## [Listed entries]

>> START

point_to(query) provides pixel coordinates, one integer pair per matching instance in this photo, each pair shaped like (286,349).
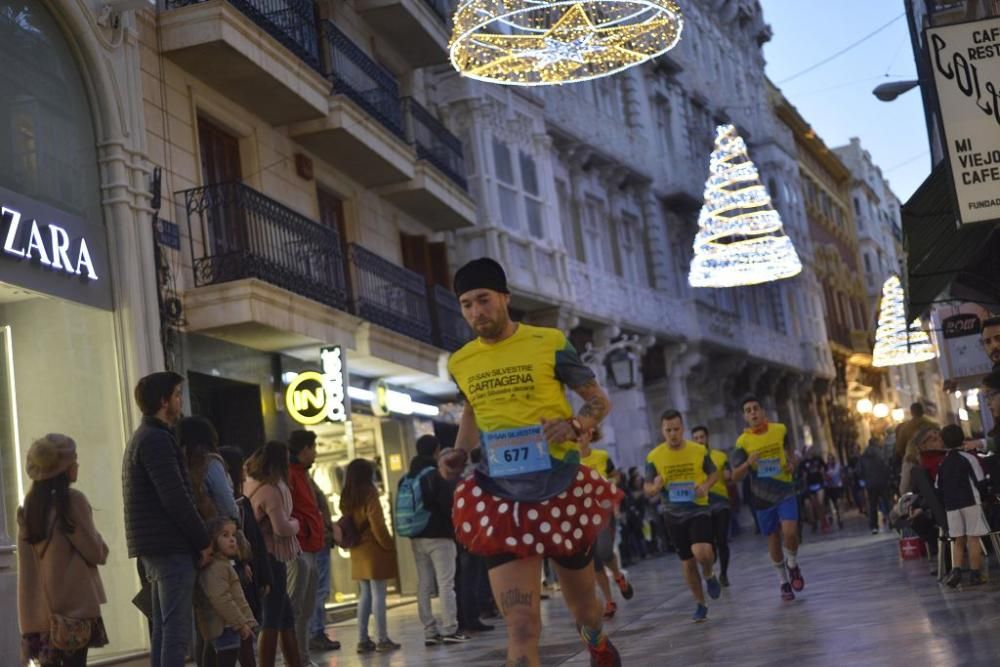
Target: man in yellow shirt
(683,473)
(765,452)
(718,500)
(529,498)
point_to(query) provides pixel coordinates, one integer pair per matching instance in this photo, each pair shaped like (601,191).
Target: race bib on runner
(681,492)
(516,451)
(769,467)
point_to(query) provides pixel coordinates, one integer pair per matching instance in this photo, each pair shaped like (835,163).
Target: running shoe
(714,587)
(624,586)
(795,574)
(604,654)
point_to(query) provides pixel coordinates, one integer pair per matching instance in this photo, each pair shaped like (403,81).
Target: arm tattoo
(597,405)
(515,597)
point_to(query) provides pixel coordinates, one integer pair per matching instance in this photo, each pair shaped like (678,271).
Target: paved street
(861,606)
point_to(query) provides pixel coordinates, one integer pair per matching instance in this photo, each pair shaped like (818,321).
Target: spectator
(433,547)
(373,560)
(908,429)
(162,525)
(318,641)
(224,618)
(267,490)
(959,477)
(875,473)
(302,574)
(253,568)
(210,481)
(58,551)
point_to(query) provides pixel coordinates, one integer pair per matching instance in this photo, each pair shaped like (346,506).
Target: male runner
(683,472)
(765,452)
(604,549)
(718,500)
(529,497)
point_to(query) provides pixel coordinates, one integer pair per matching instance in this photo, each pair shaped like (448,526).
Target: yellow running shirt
(681,470)
(520,380)
(719,490)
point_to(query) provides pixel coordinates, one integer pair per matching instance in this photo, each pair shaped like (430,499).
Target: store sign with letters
(313,397)
(965,63)
(46,250)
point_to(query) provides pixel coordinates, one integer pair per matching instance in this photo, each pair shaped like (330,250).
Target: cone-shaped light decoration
(540,42)
(740,239)
(895,343)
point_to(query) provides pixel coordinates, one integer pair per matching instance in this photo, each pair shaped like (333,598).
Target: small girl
(223,616)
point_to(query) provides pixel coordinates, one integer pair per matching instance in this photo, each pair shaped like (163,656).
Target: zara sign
(46,250)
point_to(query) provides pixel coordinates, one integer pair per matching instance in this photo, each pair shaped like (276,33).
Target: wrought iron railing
(390,295)
(434,142)
(450,329)
(291,22)
(244,234)
(354,74)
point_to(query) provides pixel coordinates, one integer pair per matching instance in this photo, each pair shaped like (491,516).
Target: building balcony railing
(434,142)
(363,80)
(244,234)
(390,295)
(290,22)
(451,331)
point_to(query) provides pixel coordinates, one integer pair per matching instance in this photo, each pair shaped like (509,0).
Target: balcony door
(221,175)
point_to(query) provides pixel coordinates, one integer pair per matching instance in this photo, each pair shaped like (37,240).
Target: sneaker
(604,654)
(714,587)
(386,645)
(321,643)
(795,574)
(624,586)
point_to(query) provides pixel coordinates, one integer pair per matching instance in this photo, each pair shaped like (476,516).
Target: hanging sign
(965,62)
(313,397)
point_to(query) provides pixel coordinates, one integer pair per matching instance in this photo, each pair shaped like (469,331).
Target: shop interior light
(541,42)
(740,239)
(895,343)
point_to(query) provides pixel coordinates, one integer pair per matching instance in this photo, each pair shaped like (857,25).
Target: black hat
(482,273)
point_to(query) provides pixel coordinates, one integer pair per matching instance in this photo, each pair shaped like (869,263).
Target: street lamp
(887,92)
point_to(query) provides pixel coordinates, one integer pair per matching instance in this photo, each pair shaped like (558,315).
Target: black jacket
(439,495)
(160,514)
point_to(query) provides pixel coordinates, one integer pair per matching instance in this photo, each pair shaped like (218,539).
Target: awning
(946,261)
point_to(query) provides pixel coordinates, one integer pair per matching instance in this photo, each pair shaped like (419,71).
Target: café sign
(965,63)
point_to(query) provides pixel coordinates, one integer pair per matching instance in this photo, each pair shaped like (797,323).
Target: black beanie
(482,273)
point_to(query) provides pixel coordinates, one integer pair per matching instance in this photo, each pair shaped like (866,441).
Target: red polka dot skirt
(561,526)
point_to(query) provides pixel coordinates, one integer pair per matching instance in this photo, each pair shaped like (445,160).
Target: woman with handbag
(266,487)
(59,591)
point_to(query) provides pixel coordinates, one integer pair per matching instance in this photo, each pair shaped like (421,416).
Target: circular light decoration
(895,343)
(740,239)
(542,42)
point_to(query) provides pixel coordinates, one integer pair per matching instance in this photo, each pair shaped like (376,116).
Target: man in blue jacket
(162,525)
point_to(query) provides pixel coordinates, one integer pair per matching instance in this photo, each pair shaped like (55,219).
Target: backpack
(412,516)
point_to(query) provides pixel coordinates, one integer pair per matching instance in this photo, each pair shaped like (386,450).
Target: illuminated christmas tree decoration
(541,42)
(740,239)
(895,344)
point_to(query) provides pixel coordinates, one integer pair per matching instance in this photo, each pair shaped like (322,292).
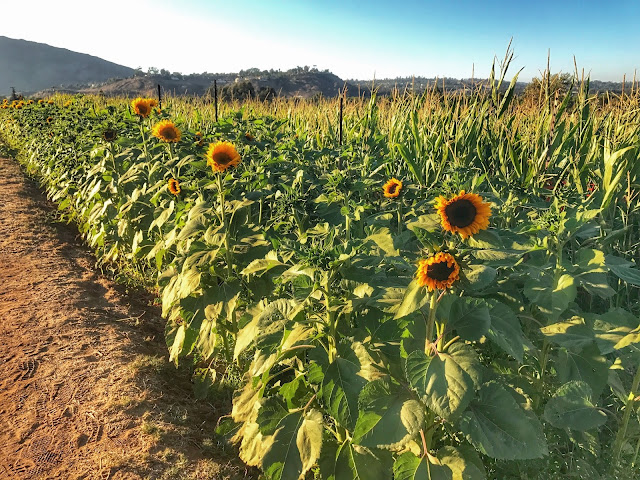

>> END

## [Exercise]
Collect every line in the items above that contains the word "decoration", and reproduce each one in full.

## [Reply]
Target: cone-shaped light decoration
Target: circular light decoration
Target: illuminated christmas tree decoration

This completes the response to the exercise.